Extract provided ::
+--
Deleting Events and Event Stream Compaction

First, the bad news. You can’t delete a record from an event stream as you would a row in a database table. A major part of the value proposition of an event stream is its immutability. But you can issue a new event, known as a tombstone, that will allow you to delete records with the same key. Tombstones are most commonly used with entity event streams.

A tombstone is a keyed event with its value set to null, a convention established by the Apache Kafka project. Tombstones serve two purposes. First, they signal to the consumer that the data associated with that event key should now be considered deleted. To use the database analogy, deleting a row from a table would be equivalent to publishing a tombstone to an event stream for the same primary key.

Secondly, tombstones enable compaction. Compaction is an event broker process that reduces the size of the event streams by retaining only the most recent events for a given key. Events older than the tombstone will be deleted, and the remaining events are compacted down into a smaller set of files that are faster and easier to read. Event stream offsets are maintained such that no changes are required by the consumers. Figure 1-15 illustrates the logical compaction of an event stream in the event broker.

After a compaction, only the most recent record is kept for a given key — all predecessors records of the same key are deleted

The tombstone record typically remains in the event stream for a short period of time. In the case of Apache Kafka, the default value of 24 hours gives consumers a chance to read the tombstone before it too is (asynchronously) cleaned up.

Compaction is an asynchronous process performed only when a certain set of criteria is met, including dirty ratio, or record count in inactive segments. You can also manually trigger compaction. The precise mechanics of compaction vary with event broker selection, so you’ll have to consult your documentation accordingly.

Compaction reduces both disk usage and the quantity of events that must be processed to reach the current state, at the expense of eliminating a portion of the event stream history. Comapaction typically provides several useful configurations and guarantees, including:

Minimum Compaction Lag: You can specify the minimum amount of time a record must live in the event stream before it is eligible for compaction. For example, Apache Kafka provides a min.compaction.lag.ms property on its topics. You can set this to a reasonable value, say 24 hours or 7 days, to ensure that your consumers can read the data before it is compacted away.
Offset Guarantees: Offsets remain unchanged before, during, and after compaction. Compaction will introduce gaps between sequential offsets, but there remains no consequences for consumers sequentially consuming the event stream. Trying to read a specific offset that no longer exists will result in an error.
Consistency Guarantees: A consumer reading from the start of a compacted topic can materialize exactly the same table as a consumer that has been running since the beginning.

Caution

While you may be able to find tools that allow you to delete records from an event stream manually, be very careful. Manually deleting records can lead to unexpected results, particularly if you have consumers that have already read the data. Simply deleting the records won’t fix the consumers derived state. Prevention of bad data is essential, and we’ll cover that more in chapter [Link to Come].

Stream-table duality and materialization allow our services to communicate state between one another. Compaction lets us keep our event streams to a reasonable size, in line with the domain of the data.
+--
Complete the following ::
1. Print, character for character, everything in the rows below from the line containing "of the blue" down to the final row.
2. Please carry on the passage above about deleting events and compacting event streams, starting right after its last sentence.
+--
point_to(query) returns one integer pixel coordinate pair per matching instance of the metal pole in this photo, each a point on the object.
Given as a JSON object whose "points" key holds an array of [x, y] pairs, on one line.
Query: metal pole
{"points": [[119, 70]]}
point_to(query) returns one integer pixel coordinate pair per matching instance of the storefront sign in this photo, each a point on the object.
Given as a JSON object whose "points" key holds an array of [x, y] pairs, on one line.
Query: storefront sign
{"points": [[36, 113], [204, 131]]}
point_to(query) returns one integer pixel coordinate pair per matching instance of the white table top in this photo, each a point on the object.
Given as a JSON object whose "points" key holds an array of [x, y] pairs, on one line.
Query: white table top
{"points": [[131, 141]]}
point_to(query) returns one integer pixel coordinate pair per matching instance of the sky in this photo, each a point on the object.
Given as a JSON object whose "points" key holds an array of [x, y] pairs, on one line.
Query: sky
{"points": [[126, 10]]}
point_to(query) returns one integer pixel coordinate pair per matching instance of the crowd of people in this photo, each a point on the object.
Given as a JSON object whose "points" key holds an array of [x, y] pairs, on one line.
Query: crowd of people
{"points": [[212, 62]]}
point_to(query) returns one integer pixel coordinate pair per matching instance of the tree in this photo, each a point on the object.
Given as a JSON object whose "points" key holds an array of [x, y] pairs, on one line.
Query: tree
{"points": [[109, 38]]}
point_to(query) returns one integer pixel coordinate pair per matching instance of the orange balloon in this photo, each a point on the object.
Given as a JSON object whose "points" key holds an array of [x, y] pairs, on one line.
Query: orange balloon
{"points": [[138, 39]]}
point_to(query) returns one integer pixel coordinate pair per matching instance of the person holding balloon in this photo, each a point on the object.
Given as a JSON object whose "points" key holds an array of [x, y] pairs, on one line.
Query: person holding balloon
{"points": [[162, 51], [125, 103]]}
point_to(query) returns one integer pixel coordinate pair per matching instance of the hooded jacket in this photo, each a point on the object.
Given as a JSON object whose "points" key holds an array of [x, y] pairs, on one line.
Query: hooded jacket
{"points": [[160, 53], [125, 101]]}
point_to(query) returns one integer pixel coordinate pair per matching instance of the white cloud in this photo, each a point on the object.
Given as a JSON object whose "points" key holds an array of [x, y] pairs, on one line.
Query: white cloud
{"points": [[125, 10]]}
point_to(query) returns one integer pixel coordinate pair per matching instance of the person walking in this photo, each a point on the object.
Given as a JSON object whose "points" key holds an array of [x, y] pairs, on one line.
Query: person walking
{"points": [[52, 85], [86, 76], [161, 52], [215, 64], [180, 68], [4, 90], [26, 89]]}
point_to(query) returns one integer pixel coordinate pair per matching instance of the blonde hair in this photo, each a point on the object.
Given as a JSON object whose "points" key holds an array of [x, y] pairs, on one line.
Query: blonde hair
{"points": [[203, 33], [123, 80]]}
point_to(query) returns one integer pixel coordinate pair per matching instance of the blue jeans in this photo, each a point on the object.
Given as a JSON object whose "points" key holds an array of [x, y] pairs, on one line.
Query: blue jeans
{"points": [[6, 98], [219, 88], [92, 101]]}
+--
In response ::
1.
point_to(query) returns one integer pixel coordinate pair per matching instance of the blue jeans in this photo, each a point on the object.
Given as a JSON object whose "points" key holds an array of [x, y] pairs, on one line.
Query: blue jeans
{"points": [[6, 98], [219, 88], [92, 101]]}

2.
The Kappa Architecture

The Kappa architecture was first presented in 2014 by Jay Kreps, cocreator of Apache Kafka and cofounder of Confluent. The Kappa architecture relies on event streams as the sole record for both current and historical data. Consumers simply start consuming from the start of the stream to get a full picture of everything that has happened since inception, eventually reaching the head of the stream and the latest events as per Figure 1-16.

Kappa Architecture, with each service building its state from just an event stream

Kappa architectures do not use a secondary store for historical data, as is the case in the Lambda architecture (more on that in the next section). Kappa relies entirely on the event stream for storage and serving.

Kappa architectures have only been realized with modern event brokers, in combination with cheap storage ushered in with the Cloud computing revolution. It is affordable and easy to store as much data as you need in the stream, and you are no longer limited by broker technologies that applied mandatory TTLs, deleting your records after a few hours or days.

Event-driven microservices simply materialize their own state from the streams as they need. There is no need to access data from a secondary store somewhere else, nor any of the complexity overhead in managing extra permissions. It’s clean, simple, and easy to code.

There are some trade-offs with Kappa. Each service must build its own state, and for extremely large data sets it may take some time to materialize from the event stream. A low partition count and insufficient parallelization may see your service take many hours or days to materialize. This is often called “hydration time”, and you’ll need to plan for it in your service life cycle.

You can mitigate the hydration time problem by maintaining snapshots or backups of your materialized and computed state. Then, when loading your application, your service simply loads from its backed up data and restores processing from where it left off. While this is a responsibility of the application itself, snapshots and backups come with leading stream-processing technologies such as Apache Kafka Streams, Apache Flink, and Apache Spark Streaming, just to name a few of the open source industry leaders.

The Kappa architecture is key to building decoupled event-driven microservices as it provides your services with a single powerful guarantee - that your event stream can act as a single source of truth for a given set of data. There is no need to go elsewhere to a secondary or tertiary store. All the data you need is in that event stream, ready to go for your services.

What does the Kappa architecture look like in code?

Example 1-1 shows a Kafka Streams

application with two KTables, which is just a stream materialized into a table using ECST. Next, the inventory KTable and the sales KTable are joined using a non-windowed INNER join to create a KTable of denormalized and enriched item inventory. Stream-processing frameworks make it very easy to handle event streams, build up internal state using ECST, and merge and join data from various data products, in just a few lines of code.

Example 1-1. Showcasing joins with Kafka Streams

StreamsBuilder builder = new StreamsBuilder(); //Materializes the tables from the source Kafka topics KTable products = builder.table("products") KTable productReviews = builder.table("product_reviews") //Join events on the primary key, apply business logic as needed KTable productsWithReviews = products.join(productReviews, businessLogic(..), ...) builder.build();

Apache Flink can provide something similar. Let’s say we wanted something more SQL-like.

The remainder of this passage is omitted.